* Start Record list *
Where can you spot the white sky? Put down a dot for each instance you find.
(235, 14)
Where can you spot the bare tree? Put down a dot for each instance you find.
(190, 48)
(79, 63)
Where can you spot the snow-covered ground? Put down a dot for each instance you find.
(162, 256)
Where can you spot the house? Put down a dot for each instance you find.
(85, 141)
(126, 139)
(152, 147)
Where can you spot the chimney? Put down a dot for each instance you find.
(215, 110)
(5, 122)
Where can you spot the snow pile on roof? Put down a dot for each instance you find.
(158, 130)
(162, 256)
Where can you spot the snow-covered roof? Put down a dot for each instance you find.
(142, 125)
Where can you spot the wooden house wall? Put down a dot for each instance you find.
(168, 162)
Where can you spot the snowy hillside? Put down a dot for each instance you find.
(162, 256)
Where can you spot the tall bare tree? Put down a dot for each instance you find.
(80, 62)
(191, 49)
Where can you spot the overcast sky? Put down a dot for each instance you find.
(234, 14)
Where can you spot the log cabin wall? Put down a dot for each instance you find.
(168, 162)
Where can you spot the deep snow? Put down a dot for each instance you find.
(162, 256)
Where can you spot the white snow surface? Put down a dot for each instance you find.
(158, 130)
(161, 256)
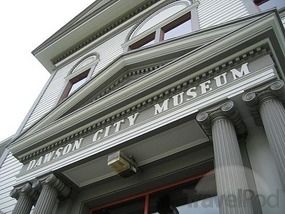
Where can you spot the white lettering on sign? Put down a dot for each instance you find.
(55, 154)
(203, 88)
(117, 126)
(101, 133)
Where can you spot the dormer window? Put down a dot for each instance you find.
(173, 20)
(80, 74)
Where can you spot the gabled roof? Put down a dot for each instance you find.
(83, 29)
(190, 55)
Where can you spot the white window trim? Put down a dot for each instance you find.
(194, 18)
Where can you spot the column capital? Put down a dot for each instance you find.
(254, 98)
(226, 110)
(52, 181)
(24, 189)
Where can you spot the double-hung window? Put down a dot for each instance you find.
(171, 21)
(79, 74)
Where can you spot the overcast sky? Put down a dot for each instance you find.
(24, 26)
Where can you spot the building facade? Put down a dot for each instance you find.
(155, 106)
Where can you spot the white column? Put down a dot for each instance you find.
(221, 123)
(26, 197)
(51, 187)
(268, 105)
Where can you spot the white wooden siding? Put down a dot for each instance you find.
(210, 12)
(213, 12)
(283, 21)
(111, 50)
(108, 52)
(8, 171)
* End Record list *
* Start Record list *
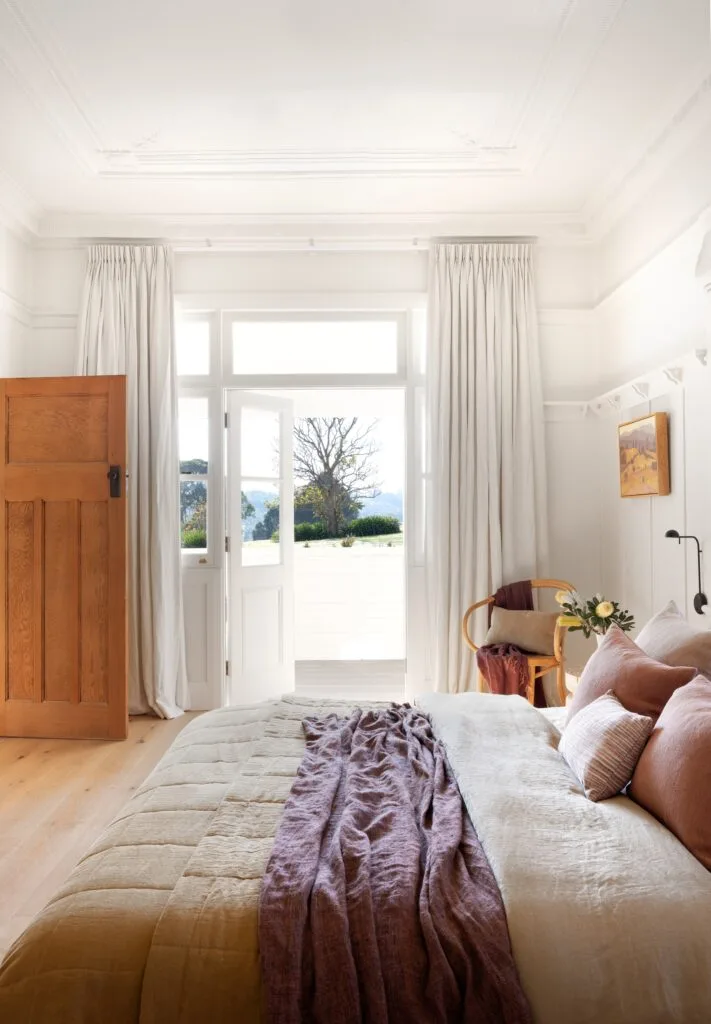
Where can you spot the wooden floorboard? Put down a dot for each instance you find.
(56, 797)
* End Record list *
### What to produce:
Locate each line in the entries above that contains the string "column" and copy those lines out in full. Case matters.

### Answer to this task:
Where can you spot the column capital? Put down a dot for each instance you find.
Where can you spot the white column? Put down a dot for each instance you find.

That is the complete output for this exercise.